**DOCUMENT EXTRACT**
>>
This site is built with five large teepees and cots for eight in each. This site offers an opportunity to study Canada’s Plains Indigenous people, learn crafts, games, languages, how to make Bannock, or cook corn in various ways. A seasonal dining shelter is provided.
The next site along Heritage Way is Georgian Site, our Military Site. Five Garrisons (large wooden shelters) are named for battles where Canadian soldiers lost their lives in World Wars 1 and 2. Tents are placed on these Garrisons for sleeping, and a dining shelter with a military kitchen is on site. An obstacle course will be installed before 2023. The well is located on this site. Lots of information on the battles, the wars, recipes, music and games can be explored here.
Prospector Site is a site of five cabins, replicating a small Yukon town. Bunks in each cabin, along with a table and chairs, add a homey feel, and each cabin is named. A permanent dining shelter is on site. Children can pan for gold in Matheson Creek, learn about the gold rush and early life in the Northwest Territories and the Yukon. This site has a large dining pavilion called Dawson Charlie’s Grill.
Built to make the best use of the sunshine, Adirondack site replicates the shanties of trappers in Canada’s wilderness. These are three-sided huts of rough-hewn lumber with built-in bunks, each named for an animal whose pelt was sought by trappers for trading. The open front facing the sun, has a tarp that can be lowered for sleeping to keep insects and animals at bay. (The trappers would have used tree boughs and branches to close themselves in).
<<
**SOURCE INFORMATION**
>>
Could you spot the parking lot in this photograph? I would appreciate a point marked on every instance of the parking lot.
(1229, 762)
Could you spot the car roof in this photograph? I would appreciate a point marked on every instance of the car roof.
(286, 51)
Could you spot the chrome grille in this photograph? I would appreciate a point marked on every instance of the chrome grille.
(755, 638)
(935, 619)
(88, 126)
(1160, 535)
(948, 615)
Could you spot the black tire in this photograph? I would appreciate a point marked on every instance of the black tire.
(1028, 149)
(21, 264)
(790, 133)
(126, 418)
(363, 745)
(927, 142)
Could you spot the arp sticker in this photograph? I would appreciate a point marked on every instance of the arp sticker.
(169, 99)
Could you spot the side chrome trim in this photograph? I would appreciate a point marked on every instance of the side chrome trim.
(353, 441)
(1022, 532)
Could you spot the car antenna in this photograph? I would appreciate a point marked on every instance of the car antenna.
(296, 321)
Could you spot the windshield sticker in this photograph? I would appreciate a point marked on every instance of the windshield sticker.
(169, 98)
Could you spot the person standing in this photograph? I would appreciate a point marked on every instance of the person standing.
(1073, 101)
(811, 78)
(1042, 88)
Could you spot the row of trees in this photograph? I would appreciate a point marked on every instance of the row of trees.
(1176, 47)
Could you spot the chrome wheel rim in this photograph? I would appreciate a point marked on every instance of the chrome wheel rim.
<<
>>
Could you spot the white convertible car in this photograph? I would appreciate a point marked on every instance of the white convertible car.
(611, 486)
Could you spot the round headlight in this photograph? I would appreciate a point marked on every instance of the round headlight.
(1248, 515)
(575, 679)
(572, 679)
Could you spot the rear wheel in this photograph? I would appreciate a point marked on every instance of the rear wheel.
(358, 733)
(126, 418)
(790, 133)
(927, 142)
<<
>>
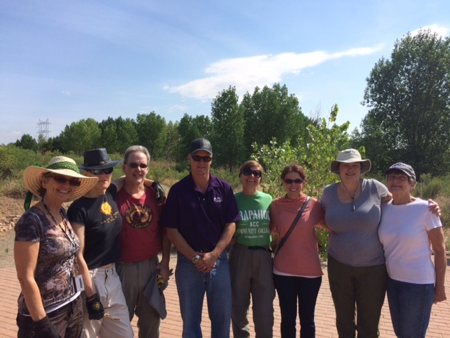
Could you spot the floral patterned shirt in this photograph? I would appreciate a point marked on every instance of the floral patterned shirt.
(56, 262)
<<
**WHAT TO WORK ON**
Reproduce the description of the camp's themed sites from above word for word, in full.

**RESULT**
This site is built with five large teepees and cots for eight in each. This site offers an opportunity to study Canada’s Plains Indigenous people, learn crafts, games, languages, how to make Bannock, or cook corn in various ways. A seasonal dining shelter is provided.
The next site along Heritage Way is Georgian Site, our Military Site. Five Garrisons (large wooden shelters) are named for battles where Canadian soldiers lost their lives in World Wars 1 and 2. Tents are placed on these Garrisons for sleeping, and a dining shelter with a military kitchen is on site. An obstacle course will be installed before 2023. The well is located on this site. Lots of information on the battles, the wars, recipes, music and games can be explored here.
Prospector Site is a site of five cabins, replicating a small Yukon town. Bunks in each cabin, along with a table and chairs, add a homey feel, and each cabin is named. A permanent dining shelter is on site. Children can pan for gold in Matheson Creek, learn about the gold rush and early life in the Northwest Territories and the Yukon. This site has a large dining pavilion called Dawson Charlie’s Grill.
Built to make the best use of the sunshine, Adirondack site replicates the shanties of trappers in Canada’s wilderness. These are three-sided huts of rough-hewn lumber with built-in bunks, each named for an animal whose pelt was sought by trappers for trading. The open front facing the sun, has a tarp that can be lowered for sleeping to keep insects and animals at bay. (The trappers would have used tree boughs and branches to close themselves in).